__Do this__
Locate the line with "The component shall return one point per instance of the shop" in the material. Copy that line and each one after it, through the last, exactly and with nothing else.

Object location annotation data

○ ○ ○ ○

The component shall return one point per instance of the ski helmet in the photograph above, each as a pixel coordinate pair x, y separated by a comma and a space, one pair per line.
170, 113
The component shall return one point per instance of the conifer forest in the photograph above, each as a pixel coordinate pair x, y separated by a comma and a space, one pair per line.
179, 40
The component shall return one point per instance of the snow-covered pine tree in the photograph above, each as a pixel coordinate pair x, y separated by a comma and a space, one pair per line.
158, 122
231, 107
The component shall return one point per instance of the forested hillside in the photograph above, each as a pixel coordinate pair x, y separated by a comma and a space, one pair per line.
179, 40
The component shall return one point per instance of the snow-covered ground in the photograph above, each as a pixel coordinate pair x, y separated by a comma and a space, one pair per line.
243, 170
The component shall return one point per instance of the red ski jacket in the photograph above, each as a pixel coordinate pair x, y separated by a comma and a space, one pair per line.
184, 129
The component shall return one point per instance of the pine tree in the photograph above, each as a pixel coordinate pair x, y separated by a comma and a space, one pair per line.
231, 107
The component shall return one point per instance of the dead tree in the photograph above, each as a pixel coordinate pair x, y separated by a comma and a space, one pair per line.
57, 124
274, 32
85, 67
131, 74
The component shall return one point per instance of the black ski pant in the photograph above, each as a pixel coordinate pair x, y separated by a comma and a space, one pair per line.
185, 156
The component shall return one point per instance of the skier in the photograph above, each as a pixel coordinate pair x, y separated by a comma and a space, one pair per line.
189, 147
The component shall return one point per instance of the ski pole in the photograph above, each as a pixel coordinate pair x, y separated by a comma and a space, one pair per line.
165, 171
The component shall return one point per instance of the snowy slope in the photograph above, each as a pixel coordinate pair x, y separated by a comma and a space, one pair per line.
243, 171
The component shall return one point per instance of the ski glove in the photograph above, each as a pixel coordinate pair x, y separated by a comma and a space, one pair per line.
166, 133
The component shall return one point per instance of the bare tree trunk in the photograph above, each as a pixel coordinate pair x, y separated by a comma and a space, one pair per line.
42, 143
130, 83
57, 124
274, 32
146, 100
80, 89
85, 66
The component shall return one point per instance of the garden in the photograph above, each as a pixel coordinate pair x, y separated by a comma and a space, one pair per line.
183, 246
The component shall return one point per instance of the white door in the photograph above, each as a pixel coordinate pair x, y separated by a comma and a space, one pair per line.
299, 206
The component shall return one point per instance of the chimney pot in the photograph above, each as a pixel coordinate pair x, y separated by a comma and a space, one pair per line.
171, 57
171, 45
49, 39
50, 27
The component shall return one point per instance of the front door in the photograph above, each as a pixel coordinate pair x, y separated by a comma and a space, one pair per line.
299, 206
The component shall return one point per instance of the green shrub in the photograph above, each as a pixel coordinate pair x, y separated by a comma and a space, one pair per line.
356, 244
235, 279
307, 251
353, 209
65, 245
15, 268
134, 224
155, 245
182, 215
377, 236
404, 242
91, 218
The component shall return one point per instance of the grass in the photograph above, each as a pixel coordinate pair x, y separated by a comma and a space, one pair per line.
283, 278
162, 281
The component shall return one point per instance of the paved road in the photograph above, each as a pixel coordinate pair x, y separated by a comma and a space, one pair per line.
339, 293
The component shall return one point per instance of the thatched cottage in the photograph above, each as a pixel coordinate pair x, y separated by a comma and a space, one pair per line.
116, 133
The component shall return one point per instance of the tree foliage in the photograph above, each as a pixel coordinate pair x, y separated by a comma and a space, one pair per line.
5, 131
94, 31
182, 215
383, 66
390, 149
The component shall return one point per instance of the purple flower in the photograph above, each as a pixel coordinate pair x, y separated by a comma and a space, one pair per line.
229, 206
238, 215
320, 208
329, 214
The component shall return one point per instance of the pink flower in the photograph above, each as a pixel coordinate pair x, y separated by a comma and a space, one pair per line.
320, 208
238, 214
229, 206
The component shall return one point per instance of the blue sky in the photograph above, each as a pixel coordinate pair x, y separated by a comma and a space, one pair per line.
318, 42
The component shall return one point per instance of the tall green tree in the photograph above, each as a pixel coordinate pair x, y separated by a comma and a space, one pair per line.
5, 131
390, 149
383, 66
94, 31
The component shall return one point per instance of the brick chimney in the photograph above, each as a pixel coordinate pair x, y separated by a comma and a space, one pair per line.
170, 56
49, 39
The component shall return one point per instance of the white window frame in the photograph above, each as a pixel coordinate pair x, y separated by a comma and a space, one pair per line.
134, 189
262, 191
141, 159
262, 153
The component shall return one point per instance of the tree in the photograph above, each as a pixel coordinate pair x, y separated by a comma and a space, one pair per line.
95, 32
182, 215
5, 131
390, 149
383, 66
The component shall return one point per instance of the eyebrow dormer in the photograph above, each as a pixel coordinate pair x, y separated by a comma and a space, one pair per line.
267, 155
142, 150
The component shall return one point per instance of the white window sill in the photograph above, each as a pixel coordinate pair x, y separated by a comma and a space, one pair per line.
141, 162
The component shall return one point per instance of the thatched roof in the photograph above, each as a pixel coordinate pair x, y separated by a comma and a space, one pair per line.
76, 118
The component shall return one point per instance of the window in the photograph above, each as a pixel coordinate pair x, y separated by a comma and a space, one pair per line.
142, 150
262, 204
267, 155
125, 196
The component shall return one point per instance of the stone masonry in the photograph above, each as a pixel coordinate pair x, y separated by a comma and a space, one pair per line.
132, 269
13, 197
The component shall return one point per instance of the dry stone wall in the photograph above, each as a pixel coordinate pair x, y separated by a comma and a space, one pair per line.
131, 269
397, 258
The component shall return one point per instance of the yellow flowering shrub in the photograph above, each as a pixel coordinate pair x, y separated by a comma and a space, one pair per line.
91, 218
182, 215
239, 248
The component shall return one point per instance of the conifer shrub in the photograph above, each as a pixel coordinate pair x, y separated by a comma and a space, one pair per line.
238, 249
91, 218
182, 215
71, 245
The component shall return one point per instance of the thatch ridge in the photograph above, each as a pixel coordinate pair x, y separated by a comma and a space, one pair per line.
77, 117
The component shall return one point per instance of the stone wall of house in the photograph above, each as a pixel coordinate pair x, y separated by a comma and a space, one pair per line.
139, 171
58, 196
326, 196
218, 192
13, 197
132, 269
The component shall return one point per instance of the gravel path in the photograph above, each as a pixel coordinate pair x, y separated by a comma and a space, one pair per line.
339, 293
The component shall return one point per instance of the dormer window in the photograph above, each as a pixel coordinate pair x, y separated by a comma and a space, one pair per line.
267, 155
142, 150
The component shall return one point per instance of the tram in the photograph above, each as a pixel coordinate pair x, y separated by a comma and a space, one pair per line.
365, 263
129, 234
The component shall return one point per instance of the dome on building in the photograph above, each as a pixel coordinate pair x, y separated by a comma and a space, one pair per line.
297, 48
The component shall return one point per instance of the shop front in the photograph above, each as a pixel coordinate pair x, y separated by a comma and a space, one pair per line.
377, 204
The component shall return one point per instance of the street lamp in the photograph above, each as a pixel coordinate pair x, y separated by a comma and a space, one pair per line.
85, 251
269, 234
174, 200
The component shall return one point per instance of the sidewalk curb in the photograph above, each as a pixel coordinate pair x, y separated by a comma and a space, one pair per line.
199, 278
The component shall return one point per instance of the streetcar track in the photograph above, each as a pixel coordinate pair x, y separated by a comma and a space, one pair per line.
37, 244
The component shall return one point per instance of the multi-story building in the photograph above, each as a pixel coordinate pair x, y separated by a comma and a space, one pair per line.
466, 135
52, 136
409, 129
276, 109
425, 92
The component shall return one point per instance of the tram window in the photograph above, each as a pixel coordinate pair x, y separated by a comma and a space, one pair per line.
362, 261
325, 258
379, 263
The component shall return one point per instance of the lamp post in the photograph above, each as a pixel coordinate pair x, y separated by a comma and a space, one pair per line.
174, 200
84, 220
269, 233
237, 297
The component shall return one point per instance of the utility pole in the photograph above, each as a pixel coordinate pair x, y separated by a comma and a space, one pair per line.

○ ○ ○ ○

__Task response__
The component shall return one point per instance of the shop front in the photograph above, each as a pixel coordinate pair x, y separated by a comma and a space, one pair per line.
377, 204
The component shall return one point per instance of the street lamp in the photograph above, each as a pixel coordinate pair x, y separated by a comma and a space, one pair per line.
85, 251
269, 234
174, 200
The component shall return one point per instance of the sidewalk curb in the photograph above, each as a pixel coordinate pair x, y separated by a comma and a space, one pair per line.
199, 278
The component shall return one point per instance of the streetcar track in the photograph above, each as a pixel coordinate pair x, y separated by a comma and a space, one pair per line.
37, 244
The component shall return one point per instance of the multi-story building in the photograph above, each as a pixel coordinate pair x, y separated by a comma and a space, one pair per line.
466, 135
52, 136
409, 129
276, 109
425, 92
The component shall return one point per instance of the tram window in the photograph above, each as a pixel coordinate pair x, y separated by a comma and a space, one pair per line.
362, 261
325, 258
379, 263
The component shall return one point per instance of the lamp post in the photograph above, each as a pixel coordinate pair x, y separated by a comma and a space, one pair per line.
174, 200
84, 220
269, 233
237, 297
The component shall return one point per instance of the utility pole in the photograph above, each as a pixel coordinate pair x, y separated by a comma and a space, one pair per line.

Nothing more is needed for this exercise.